+++ EXERCISE DATA +++

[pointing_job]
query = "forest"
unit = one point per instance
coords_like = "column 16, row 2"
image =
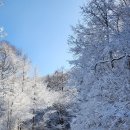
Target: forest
column 94, row 94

+++

## [YOUR OBJECTIVE]
Restate word for word the lines beginning with the one that contains "unit = one point per instance" and ending with the last line of the listing; pictures stay out.

## [ANSWER TO THIS EXERCISE]
unit = one point per instance
coords_like = "column 16, row 2"
image =
Target: forest
column 94, row 94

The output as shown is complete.